§ Dataset items
***
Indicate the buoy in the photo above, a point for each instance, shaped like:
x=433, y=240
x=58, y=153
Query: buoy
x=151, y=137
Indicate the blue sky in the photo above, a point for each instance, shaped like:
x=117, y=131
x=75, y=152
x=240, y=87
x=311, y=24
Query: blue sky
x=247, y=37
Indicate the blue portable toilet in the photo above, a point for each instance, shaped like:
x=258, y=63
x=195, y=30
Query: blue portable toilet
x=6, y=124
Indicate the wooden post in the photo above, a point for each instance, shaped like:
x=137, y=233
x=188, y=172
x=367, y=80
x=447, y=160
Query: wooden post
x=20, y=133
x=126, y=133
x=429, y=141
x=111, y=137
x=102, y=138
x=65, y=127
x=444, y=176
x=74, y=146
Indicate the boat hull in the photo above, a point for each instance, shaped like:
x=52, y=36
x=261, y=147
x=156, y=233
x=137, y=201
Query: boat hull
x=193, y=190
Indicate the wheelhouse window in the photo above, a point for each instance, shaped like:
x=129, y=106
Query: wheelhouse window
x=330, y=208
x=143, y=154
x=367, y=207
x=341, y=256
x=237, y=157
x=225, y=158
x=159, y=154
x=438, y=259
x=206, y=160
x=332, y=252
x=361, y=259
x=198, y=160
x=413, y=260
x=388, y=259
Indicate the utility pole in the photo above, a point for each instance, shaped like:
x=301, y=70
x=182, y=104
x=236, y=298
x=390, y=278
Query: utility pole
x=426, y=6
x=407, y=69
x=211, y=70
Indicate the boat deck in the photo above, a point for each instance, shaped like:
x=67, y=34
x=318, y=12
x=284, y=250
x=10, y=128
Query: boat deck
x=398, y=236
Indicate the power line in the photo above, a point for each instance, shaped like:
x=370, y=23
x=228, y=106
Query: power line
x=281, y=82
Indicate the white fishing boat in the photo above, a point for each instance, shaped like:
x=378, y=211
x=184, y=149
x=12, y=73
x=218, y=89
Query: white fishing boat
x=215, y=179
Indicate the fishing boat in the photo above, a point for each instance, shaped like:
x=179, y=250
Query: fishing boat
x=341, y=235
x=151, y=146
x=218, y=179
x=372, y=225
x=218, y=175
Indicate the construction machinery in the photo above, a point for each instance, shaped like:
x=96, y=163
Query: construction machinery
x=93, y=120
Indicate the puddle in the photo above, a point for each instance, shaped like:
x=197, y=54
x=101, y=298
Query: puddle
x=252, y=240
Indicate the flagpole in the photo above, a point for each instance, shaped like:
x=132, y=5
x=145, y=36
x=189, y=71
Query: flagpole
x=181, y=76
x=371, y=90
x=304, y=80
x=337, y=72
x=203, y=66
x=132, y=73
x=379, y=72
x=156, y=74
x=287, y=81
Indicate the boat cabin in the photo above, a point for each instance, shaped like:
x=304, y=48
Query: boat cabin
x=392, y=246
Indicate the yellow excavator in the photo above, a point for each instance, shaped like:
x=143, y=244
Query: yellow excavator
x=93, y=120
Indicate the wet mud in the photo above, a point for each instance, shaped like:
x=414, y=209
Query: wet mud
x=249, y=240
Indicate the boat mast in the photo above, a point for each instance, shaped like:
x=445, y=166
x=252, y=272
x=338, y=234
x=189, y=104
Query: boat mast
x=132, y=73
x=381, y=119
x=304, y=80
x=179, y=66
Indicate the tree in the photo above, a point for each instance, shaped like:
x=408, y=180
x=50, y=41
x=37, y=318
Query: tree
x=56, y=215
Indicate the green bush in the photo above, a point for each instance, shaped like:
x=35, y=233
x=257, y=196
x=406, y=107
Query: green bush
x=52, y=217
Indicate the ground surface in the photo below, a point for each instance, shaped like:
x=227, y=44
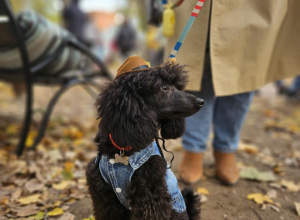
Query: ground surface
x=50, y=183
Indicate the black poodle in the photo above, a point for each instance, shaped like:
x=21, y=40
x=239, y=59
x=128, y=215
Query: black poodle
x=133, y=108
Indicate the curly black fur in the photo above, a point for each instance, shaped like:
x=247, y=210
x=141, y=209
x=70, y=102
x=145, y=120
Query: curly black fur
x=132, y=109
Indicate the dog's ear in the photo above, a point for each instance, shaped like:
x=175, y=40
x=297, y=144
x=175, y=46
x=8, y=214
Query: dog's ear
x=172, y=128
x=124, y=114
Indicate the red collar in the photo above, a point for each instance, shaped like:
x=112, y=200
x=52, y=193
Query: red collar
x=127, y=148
***
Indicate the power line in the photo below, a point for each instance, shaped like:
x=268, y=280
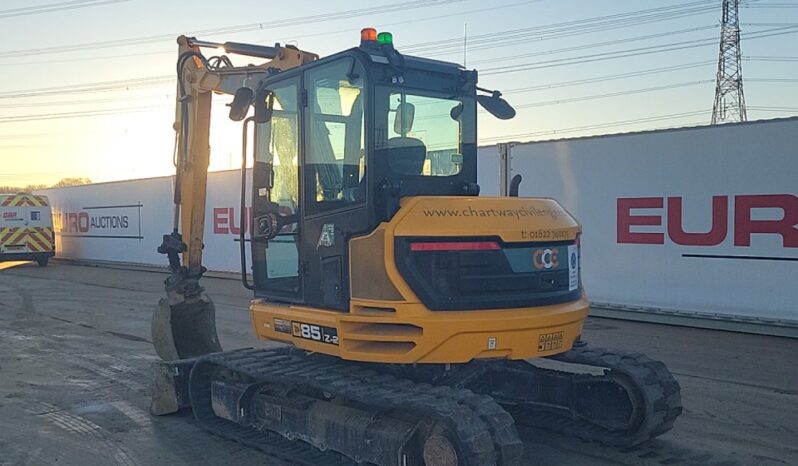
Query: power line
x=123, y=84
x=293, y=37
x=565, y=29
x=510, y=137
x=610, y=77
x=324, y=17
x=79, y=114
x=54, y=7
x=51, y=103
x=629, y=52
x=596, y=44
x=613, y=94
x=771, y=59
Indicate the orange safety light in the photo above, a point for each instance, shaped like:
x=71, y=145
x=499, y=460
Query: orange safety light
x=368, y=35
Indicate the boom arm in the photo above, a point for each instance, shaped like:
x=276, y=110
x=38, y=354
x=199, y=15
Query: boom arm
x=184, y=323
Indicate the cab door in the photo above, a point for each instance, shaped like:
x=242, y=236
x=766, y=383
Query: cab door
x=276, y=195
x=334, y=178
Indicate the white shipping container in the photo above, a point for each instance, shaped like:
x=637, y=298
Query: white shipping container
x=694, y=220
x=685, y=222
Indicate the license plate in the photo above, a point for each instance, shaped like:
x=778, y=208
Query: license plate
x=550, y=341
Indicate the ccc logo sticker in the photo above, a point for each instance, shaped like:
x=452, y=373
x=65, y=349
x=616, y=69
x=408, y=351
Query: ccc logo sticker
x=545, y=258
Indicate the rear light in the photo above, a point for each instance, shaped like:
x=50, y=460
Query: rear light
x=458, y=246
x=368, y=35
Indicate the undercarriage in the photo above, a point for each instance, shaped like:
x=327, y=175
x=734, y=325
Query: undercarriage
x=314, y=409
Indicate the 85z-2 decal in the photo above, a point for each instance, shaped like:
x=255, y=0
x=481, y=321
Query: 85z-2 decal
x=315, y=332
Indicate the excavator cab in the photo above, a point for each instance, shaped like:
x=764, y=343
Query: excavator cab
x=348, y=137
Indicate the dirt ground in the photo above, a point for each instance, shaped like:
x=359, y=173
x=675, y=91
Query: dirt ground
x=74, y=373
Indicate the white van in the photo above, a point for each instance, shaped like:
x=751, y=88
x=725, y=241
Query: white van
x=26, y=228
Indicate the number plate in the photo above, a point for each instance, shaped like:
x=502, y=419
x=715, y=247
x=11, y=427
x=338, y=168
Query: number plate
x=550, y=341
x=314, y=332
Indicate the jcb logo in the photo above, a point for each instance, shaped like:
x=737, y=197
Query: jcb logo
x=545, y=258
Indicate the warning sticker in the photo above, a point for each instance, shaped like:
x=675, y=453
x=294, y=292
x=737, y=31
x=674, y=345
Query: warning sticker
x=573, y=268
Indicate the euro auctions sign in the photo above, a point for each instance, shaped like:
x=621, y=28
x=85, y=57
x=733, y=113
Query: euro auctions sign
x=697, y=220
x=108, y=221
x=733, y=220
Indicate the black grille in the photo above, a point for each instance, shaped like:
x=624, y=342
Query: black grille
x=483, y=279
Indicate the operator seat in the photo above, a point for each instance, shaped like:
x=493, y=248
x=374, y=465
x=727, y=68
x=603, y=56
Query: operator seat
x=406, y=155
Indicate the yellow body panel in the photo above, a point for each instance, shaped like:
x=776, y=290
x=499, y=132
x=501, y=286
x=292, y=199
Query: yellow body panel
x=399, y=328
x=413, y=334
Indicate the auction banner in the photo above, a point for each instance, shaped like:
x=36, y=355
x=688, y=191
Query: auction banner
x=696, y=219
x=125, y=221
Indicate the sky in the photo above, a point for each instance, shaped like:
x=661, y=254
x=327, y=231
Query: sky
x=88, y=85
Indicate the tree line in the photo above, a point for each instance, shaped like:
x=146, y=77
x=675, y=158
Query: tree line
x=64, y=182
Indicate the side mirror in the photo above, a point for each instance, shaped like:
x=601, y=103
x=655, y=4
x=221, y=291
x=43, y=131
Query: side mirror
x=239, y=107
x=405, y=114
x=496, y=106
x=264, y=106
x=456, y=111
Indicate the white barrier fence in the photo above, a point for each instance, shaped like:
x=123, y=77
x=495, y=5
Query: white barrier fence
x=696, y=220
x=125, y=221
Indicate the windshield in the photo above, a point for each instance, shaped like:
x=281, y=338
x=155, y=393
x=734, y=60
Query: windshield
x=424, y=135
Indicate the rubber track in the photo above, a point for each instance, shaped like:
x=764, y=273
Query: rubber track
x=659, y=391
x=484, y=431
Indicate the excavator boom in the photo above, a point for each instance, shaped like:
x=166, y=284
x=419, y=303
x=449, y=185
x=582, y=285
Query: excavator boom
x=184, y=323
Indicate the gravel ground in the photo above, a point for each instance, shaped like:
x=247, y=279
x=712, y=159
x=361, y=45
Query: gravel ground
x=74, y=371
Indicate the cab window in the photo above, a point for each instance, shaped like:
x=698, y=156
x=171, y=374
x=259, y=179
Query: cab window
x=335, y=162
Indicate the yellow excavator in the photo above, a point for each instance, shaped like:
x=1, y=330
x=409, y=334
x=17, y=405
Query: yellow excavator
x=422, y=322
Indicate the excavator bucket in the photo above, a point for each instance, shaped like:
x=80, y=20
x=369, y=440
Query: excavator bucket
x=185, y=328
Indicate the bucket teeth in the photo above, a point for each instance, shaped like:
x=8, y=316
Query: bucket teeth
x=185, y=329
***
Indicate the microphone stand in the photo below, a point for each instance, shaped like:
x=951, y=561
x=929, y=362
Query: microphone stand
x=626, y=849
***
§ What the task asks
Using the data above, return the lines from the one holding "Indicate the ground" through the one holding "x=145, y=120" exactly, but not the pictures.

§ Solution to the problem
Indicate the ground surface in the photo below, a point for each instance, shaped like:
x=227, y=44
Query: ground surface
x=50, y=183
Indicate the black poodle in the photo above, a point for each instance, shaped like:
x=21, y=40
x=239, y=59
x=128, y=215
Query: black poodle
x=133, y=108
Indicate the curly black fur in the photo above, a point for each instance, shaped like:
x=247, y=210
x=141, y=209
x=70, y=102
x=145, y=120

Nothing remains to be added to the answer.